— Begin Supplied entries —

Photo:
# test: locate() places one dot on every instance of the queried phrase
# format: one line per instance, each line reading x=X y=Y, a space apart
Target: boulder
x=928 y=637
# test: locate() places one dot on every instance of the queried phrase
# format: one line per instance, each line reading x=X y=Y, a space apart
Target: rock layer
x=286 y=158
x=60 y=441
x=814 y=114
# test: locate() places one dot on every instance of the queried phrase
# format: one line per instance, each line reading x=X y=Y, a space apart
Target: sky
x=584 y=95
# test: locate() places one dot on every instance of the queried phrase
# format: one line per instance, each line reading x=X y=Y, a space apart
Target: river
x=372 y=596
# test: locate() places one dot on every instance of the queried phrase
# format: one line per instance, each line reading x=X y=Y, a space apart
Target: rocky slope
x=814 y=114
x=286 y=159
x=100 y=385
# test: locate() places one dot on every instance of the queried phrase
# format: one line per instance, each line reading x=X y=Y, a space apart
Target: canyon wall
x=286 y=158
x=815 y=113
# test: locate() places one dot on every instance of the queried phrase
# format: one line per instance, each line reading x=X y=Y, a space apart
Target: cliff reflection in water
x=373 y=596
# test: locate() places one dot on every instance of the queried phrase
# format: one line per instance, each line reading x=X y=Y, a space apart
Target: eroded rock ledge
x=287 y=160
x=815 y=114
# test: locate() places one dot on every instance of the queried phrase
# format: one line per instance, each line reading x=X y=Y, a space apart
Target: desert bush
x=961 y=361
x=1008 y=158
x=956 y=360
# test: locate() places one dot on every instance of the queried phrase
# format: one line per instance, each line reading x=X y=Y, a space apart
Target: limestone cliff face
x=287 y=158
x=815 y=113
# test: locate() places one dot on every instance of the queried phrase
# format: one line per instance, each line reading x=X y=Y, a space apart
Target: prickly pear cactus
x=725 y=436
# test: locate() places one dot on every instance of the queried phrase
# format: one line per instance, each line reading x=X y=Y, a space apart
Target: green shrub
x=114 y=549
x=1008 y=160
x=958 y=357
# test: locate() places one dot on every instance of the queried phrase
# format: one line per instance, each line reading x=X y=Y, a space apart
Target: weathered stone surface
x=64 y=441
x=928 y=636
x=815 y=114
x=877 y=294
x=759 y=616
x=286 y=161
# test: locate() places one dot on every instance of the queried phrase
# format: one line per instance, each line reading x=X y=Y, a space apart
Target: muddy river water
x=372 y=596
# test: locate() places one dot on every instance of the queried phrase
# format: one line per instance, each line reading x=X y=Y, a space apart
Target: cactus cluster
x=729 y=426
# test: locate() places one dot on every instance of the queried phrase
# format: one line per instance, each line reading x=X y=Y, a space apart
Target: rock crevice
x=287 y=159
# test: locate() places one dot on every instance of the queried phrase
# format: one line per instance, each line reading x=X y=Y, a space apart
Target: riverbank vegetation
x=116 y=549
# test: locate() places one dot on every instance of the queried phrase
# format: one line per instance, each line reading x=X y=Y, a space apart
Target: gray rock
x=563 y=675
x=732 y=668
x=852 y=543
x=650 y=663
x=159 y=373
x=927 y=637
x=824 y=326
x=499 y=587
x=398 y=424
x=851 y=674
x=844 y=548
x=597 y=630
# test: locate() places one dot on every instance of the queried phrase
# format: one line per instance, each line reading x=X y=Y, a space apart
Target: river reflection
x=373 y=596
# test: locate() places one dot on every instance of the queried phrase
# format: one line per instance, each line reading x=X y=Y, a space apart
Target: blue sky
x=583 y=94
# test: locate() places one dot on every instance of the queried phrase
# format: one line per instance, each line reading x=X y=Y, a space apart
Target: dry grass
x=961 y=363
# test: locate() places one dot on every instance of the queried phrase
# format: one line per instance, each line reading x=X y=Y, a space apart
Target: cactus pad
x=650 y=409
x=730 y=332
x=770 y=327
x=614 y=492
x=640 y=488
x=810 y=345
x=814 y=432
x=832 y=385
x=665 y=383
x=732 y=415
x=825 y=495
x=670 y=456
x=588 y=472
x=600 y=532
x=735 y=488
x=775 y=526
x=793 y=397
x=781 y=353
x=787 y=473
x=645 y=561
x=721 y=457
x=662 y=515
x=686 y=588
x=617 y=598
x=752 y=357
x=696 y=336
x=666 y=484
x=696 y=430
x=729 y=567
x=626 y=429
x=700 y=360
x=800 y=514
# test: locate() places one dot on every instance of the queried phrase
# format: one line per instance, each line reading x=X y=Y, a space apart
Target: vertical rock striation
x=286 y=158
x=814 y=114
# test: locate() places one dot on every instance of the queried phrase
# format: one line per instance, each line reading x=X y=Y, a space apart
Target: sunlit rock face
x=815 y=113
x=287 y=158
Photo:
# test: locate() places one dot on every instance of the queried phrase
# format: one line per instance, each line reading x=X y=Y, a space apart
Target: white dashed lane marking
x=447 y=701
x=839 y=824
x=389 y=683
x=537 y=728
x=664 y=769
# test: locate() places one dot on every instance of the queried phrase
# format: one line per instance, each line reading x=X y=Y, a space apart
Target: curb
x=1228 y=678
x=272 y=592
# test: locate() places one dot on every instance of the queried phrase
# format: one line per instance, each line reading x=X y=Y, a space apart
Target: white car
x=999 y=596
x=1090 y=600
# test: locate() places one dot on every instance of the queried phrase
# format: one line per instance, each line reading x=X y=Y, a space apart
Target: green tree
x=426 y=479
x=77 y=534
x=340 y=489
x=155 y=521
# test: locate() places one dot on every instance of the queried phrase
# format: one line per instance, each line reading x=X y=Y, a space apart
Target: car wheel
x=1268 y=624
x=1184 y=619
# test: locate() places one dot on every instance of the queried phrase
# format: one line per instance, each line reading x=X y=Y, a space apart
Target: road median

— End Supplied entries —

=== Description of the task ===
Please reproduce each line exactly as written.

=== Exercise result ===
Photo:
# test: locate() places one dot on every instance of the queried phrase
# format: one line per instance, each line reading x=X y=Y, a space apart
Target: boulder
x=928 y=637
# test: locate() places one dot on every instance of the queried phrase
# format: one line per instance, each line reading x=X y=Y, a space apart
Target: rock layer
x=286 y=158
x=60 y=441
x=814 y=114
# test: locate() places one dot on every instance of the queried phrase
# format: one line per instance, each line reading x=X y=Y, a space apart
Target: sky
x=584 y=95
# test: locate() places one dot on every instance of the queried phrase
# format: one line per instance, each line reading x=X y=Y, a space apart
Target: river
x=372 y=596
# test: locate() places one dot on every instance of the queried phrase
# format: one line per instance, each line reading x=X y=Y, a space apart
Target: rocky slope
x=814 y=114
x=286 y=159
x=100 y=385
# test: locate() places one dot on every instance of the queried phrase
# format: one line per instance, each line reading x=X y=Y, a space apart
Target: canyon wall
x=286 y=158
x=815 y=113
# test: locate() places one dot on every instance of the queried phrase
# format: one line per instance, each line reading x=X y=Y, a space apart
Target: cliff reflection in water
x=373 y=596
# test: locate() places one dot on every instance of the queried phrase
# format: one line per instance, each line reading x=X y=Y, a space apart
Target: eroded rock ledge
x=287 y=160
x=815 y=114
# test: locate() places one dot on every instance of the queried phrase
# format: one line per instance, each line reading x=X y=Y, a space apart
Target: desert bush
x=961 y=361
x=1008 y=158
x=956 y=360
# test: locate() places one dot on every instance of the queried phrase
# format: one line per instance, each line reading x=X y=Y, a space apart
Target: limestone cliff face
x=287 y=158
x=815 y=113
# test: locate() places one dot on every instance of the queried phrase
# format: one line per instance, each line reading x=X y=Y, a space apart
Target: prickly pear cactus
x=725 y=436
# test: locate() places one dot on every instance of the queried phrase
# format: one line per instance, each line reading x=X y=Y, a space apart
Target: green shrub
x=114 y=549
x=1008 y=160
x=958 y=357
# test: locate() places one dot on every instance of the queried phrase
# format: one line per instance, each line reading x=X y=Y, a space apart
Target: weathered stone surface
x=64 y=441
x=928 y=636
x=815 y=114
x=877 y=294
x=759 y=616
x=286 y=161
# test: locate() places one dot on every instance of the queried phrase
# format: one line per instance, each line reading x=X y=Y, a space apart
Target: muddy river water
x=372 y=596
# test: locate() places one dot on every instance of the queried phrase
# format: one line per instance, each line reading x=X y=Y, a space apart
Target: cactus cluster
x=729 y=426
# test: locate() places one dot on every instance of the queried phrase
# format: one line per instance, each line reading x=X y=Y, a space apart
Target: rock crevice
x=287 y=159
# test: locate() places one dot on every instance of the queried phrase
# format: one line per instance, each line reading x=X y=Y, a space apart
Target: riverbank vegetation
x=116 y=549
# test: locate() places one dot on every instance of the queried phrase
# format: one line per instance, each line reading x=X y=Y, a space apart
Target: gray rock
x=563 y=675
x=732 y=668
x=852 y=543
x=650 y=663
x=159 y=373
x=927 y=637
x=824 y=326
x=499 y=587
x=398 y=424
x=851 y=674
x=844 y=548
x=597 y=630
# test: locate() places one dot on every instance of the queried phrase
# format: one line per instance, each line reading x=X y=Y, a space apart
Target: river reflection
x=373 y=596
# test: locate() places one dot on every instance of the queried phrase
# format: one line per instance, each line reading x=X y=Y, a space apart
Target: blue sky
x=583 y=94
# test: locate() places one dot on every instance of the queried phrase
# format: one line per instance, each line reading x=X y=Y, a space apart
Target: dry grass
x=961 y=363
# test: locate() places one dot on every instance of the queried phrase
# format: one line per instance, each line reading x=X y=Y, a space apart
Target: cactus pad
x=650 y=409
x=730 y=332
x=770 y=327
x=614 y=492
x=640 y=488
x=810 y=345
x=814 y=432
x=832 y=385
x=665 y=383
x=732 y=415
x=825 y=495
x=670 y=456
x=588 y=472
x=600 y=532
x=735 y=488
x=775 y=526
x=793 y=397
x=781 y=353
x=787 y=473
x=645 y=561
x=721 y=457
x=662 y=515
x=686 y=588
x=617 y=598
x=752 y=357
x=696 y=336
x=666 y=484
x=696 y=430
x=729 y=567
x=626 y=429
x=700 y=360
x=800 y=514
# test: locate() places one dot on every instance of the queried phrase
# format: one line per instance, each line reading x=X y=Y, a space apart
Target: vertical rock striation
x=286 y=158
x=814 y=114
# test: locate() places one dot on every instance of the queried phrase
# format: one line per instance, each line reading x=X y=Y, a space apart
Target: sunlit rock face
x=815 y=113
x=287 y=158
Photo:
# test: locate() places one dot on every instance of the queried phrase
# format: one line per instance, each line reading x=X y=Y, a space apart
Target: white dashed lane marking
x=447 y=701
x=839 y=824
x=389 y=683
x=537 y=728
x=664 y=769
# test: locate() places one dot on every instance of the queried phrase
# format: one line per instance, each line reading x=X y=Y, a space apart
Target: curb
x=1228 y=678
x=272 y=592
# test: locate() places one dot on every instance of the queried phrase
# format: one line per instance, each line reading x=X y=Y, a space apart
Target: white car
x=999 y=596
x=1090 y=600
# test: locate() places one dot on every instance of the queried phrase
# format: one line per instance, each line reading x=X y=Y, a space apart
Target: green tree
x=426 y=479
x=77 y=534
x=340 y=489
x=155 y=521
# test: locate() places one dot on every instance of the queried phrase
# format: one line per instance, each line reading x=X y=Y, a space apart
Target: car wheel
x=1268 y=624
x=1184 y=619
# test: locate() places one dot on every instance of the queried phrase
# format: one line per instance, each line reading x=X y=Y, a space apart
Target: road median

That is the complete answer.